Problem description:
Locate every line in the records that contains the word "truck", matching case exactly, and copy each such line in full.

(Position annotation records)
+---+
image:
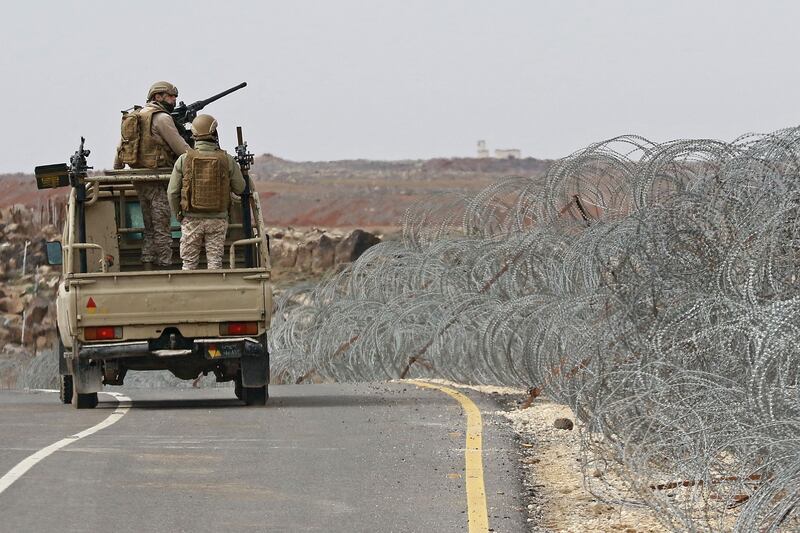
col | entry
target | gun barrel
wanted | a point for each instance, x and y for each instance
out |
(216, 97)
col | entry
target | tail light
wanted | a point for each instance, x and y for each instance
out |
(238, 328)
(103, 333)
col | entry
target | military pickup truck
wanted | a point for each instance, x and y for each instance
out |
(114, 316)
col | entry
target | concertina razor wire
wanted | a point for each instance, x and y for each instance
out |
(651, 287)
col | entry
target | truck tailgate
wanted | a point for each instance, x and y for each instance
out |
(159, 297)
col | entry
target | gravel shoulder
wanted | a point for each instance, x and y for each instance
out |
(550, 459)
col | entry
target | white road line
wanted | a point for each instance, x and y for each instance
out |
(29, 462)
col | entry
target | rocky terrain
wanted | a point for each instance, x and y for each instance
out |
(27, 291)
(336, 194)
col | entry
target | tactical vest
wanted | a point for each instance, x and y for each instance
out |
(206, 185)
(139, 148)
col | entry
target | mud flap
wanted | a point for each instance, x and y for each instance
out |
(255, 371)
(86, 378)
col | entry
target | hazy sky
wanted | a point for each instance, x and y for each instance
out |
(396, 80)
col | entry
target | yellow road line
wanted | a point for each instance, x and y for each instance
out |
(476, 493)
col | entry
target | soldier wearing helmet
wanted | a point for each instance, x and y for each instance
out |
(150, 139)
(199, 194)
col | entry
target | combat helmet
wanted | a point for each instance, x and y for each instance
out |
(161, 87)
(204, 127)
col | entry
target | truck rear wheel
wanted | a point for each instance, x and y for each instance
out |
(65, 389)
(255, 395)
(84, 401)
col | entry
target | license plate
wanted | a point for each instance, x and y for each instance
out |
(223, 351)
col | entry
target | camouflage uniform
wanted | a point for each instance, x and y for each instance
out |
(160, 145)
(199, 229)
(157, 242)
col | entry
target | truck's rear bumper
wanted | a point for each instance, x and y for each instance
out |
(208, 348)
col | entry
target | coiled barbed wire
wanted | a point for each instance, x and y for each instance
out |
(651, 287)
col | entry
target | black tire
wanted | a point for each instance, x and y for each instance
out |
(237, 386)
(85, 401)
(65, 389)
(256, 396)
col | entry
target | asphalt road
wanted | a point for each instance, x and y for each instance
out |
(368, 457)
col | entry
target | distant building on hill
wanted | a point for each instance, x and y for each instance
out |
(512, 153)
(483, 152)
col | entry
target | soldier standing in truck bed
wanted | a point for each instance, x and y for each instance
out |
(150, 139)
(199, 194)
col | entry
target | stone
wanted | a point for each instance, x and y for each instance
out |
(353, 245)
(563, 423)
(323, 254)
(11, 305)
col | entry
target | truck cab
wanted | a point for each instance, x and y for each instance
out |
(115, 316)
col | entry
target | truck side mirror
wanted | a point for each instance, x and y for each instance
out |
(54, 253)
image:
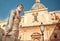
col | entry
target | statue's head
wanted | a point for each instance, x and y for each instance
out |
(19, 7)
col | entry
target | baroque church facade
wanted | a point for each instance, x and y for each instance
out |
(31, 21)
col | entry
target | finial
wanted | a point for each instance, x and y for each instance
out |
(37, 1)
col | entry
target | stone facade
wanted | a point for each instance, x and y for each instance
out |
(30, 24)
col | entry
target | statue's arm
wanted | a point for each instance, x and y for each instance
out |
(10, 21)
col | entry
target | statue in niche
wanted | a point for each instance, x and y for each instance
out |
(12, 28)
(35, 17)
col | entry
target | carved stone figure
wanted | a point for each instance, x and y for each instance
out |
(12, 28)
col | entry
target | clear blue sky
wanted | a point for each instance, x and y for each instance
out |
(7, 5)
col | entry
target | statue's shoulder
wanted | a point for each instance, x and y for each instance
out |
(13, 10)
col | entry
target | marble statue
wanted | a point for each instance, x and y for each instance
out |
(12, 28)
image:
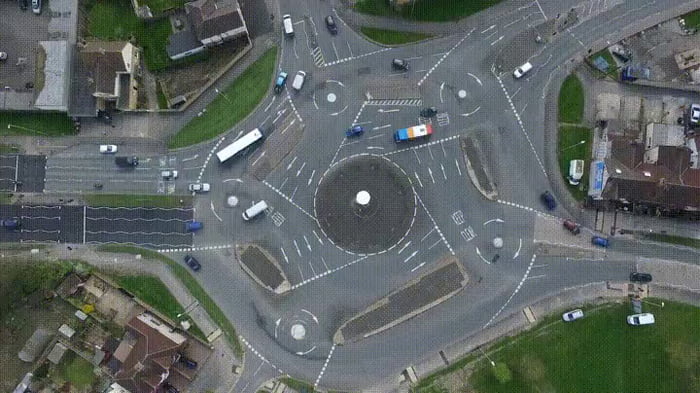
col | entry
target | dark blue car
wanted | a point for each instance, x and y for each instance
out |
(354, 131)
(548, 200)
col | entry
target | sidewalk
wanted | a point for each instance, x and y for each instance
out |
(217, 373)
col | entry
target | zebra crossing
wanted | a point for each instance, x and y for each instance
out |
(316, 53)
(404, 102)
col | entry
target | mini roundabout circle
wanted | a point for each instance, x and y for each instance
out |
(365, 204)
(330, 98)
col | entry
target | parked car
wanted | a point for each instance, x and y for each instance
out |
(108, 149)
(548, 200)
(167, 175)
(400, 64)
(192, 263)
(572, 227)
(354, 131)
(11, 223)
(330, 24)
(428, 112)
(572, 315)
(640, 277)
(600, 241)
(281, 80)
(192, 226)
(694, 114)
(198, 187)
(640, 319)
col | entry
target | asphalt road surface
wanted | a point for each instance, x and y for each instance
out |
(468, 77)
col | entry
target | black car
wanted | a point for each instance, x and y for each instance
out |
(428, 112)
(640, 277)
(192, 263)
(548, 200)
(400, 64)
(330, 24)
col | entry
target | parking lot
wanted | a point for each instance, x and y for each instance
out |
(149, 227)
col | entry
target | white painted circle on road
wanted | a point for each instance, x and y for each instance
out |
(298, 331)
(498, 242)
(363, 198)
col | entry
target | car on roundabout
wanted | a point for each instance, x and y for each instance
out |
(354, 131)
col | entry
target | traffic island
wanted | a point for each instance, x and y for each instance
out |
(419, 295)
(365, 204)
(263, 268)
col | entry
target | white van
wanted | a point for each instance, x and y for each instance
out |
(299, 80)
(522, 70)
(575, 172)
(287, 25)
(254, 210)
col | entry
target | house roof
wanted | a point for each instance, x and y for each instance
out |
(213, 17)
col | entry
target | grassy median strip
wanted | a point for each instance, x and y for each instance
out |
(192, 286)
(231, 105)
(125, 200)
(392, 37)
(600, 353)
(35, 123)
(426, 10)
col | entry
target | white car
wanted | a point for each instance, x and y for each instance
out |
(167, 175)
(695, 114)
(108, 149)
(572, 315)
(640, 319)
(198, 187)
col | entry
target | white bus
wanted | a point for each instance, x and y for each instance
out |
(239, 145)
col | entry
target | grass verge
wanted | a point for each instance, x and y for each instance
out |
(232, 105)
(680, 240)
(115, 20)
(126, 200)
(427, 10)
(599, 353)
(570, 148)
(35, 123)
(392, 37)
(191, 284)
(571, 100)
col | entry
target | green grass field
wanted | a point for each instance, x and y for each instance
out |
(599, 353)
(115, 20)
(76, 370)
(570, 148)
(392, 37)
(126, 200)
(35, 123)
(232, 105)
(427, 10)
(571, 100)
(192, 286)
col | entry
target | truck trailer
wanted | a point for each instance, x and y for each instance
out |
(411, 133)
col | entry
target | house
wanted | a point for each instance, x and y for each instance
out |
(147, 357)
(204, 24)
(106, 76)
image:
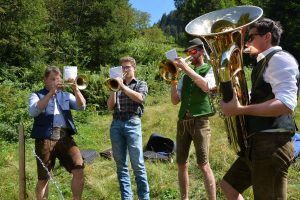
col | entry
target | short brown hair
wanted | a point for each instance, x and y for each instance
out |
(128, 59)
(50, 69)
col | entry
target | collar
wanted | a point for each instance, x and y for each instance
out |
(134, 80)
(263, 54)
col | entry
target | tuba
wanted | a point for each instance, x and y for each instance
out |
(222, 31)
(81, 81)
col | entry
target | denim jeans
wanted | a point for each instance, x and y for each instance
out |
(126, 137)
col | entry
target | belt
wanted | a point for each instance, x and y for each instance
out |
(58, 133)
(188, 115)
(125, 117)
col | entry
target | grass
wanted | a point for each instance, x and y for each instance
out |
(101, 181)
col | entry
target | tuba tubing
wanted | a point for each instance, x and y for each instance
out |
(222, 31)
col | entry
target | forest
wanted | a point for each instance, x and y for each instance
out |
(93, 35)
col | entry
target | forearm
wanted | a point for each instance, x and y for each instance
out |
(42, 103)
(111, 102)
(80, 100)
(175, 99)
(133, 95)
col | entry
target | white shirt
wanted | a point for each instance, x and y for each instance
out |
(281, 75)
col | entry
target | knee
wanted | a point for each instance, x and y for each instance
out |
(183, 166)
(78, 174)
(205, 168)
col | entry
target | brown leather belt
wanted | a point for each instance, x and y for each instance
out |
(59, 132)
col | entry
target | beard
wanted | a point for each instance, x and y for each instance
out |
(195, 61)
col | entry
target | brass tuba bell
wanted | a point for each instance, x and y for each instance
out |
(81, 81)
(222, 31)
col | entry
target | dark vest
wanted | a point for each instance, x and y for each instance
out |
(43, 123)
(193, 99)
(261, 92)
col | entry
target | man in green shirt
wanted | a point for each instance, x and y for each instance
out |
(193, 123)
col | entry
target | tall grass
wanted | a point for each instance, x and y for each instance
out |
(100, 176)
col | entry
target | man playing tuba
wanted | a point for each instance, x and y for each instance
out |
(193, 123)
(269, 121)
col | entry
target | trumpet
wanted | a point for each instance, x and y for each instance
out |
(169, 70)
(81, 81)
(113, 83)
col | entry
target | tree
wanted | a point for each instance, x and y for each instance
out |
(22, 33)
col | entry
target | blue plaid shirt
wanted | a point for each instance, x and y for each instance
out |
(125, 107)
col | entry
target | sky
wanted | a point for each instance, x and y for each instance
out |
(156, 8)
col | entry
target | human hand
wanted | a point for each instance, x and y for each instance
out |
(232, 107)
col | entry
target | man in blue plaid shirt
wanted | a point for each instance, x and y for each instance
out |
(126, 130)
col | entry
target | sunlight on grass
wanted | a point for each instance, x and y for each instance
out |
(101, 179)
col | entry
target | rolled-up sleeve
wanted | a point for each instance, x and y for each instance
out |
(282, 75)
(33, 110)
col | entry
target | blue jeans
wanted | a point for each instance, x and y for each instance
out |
(126, 136)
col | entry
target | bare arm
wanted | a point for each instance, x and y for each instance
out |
(175, 99)
(133, 95)
(111, 102)
(80, 100)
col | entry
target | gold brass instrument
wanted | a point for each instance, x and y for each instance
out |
(113, 84)
(81, 81)
(222, 31)
(168, 69)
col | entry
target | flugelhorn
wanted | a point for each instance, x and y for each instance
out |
(168, 69)
(222, 31)
(81, 81)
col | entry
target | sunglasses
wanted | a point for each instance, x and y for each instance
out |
(126, 67)
(252, 36)
(192, 52)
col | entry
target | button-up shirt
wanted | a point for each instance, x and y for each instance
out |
(56, 104)
(126, 107)
(281, 75)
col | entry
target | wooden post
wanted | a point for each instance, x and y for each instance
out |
(22, 180)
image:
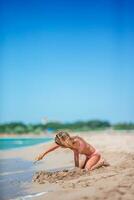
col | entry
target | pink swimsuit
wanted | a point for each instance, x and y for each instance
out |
(96, 152)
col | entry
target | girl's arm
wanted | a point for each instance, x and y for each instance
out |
(76, 159)
(51, 148)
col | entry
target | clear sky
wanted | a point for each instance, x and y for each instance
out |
(67, 60)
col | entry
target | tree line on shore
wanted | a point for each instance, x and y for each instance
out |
(20, 128)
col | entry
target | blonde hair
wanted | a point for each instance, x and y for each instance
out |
(63, 139)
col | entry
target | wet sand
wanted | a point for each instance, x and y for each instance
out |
(57, 177)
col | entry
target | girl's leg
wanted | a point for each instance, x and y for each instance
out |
(92, 162)
(95, 162)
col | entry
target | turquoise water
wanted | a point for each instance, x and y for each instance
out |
(10, 143)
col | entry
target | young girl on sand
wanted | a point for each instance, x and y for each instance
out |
(78, 145)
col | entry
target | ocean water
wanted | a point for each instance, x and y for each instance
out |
(11, 143)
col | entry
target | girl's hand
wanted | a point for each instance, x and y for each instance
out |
(39, 157)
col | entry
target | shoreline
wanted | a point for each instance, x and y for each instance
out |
(113, 182)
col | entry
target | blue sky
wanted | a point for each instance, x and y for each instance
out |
(67, 60)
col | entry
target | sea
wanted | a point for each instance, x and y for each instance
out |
(18, 142)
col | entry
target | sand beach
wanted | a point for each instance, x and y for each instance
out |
(56, 178)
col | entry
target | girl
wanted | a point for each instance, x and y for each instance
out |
(78, 145)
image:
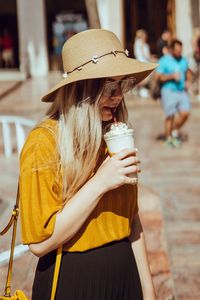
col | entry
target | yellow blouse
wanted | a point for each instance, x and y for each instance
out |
(41, 197)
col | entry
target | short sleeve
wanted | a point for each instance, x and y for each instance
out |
(40, 187)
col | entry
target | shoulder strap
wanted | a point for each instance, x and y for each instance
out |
(56, 272)
(13, 220)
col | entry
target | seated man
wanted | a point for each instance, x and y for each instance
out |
(174, 74)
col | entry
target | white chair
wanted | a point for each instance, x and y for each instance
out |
(20, 125)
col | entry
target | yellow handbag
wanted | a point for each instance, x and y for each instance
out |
(19, 295)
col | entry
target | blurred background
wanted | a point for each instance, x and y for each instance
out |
(32, 33)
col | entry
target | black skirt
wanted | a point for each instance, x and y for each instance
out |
(108, 272)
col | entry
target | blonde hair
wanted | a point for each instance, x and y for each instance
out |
(76, 107)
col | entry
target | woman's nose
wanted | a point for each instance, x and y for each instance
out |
(117, 92)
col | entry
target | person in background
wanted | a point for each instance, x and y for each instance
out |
(163, 43)
(174, 75)
(72, 193)
(142, 53)
(196, 55)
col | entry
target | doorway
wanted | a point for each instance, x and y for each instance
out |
(151, 15)
(63, 19)
(9, 44)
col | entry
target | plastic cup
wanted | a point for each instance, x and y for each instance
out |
(119, 142)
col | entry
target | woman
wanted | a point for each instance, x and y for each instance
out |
(72, 194)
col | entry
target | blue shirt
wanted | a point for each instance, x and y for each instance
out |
(169, 65)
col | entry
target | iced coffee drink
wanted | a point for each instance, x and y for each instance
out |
(119, 136)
+---+
The response:
target | military pickup truck
target | truck tailgate
target | truck rear wheel
target | truck's rear bumper
target | soldier standing in truck bed
target | truck cab
target | truck side mirror
target | truck trailer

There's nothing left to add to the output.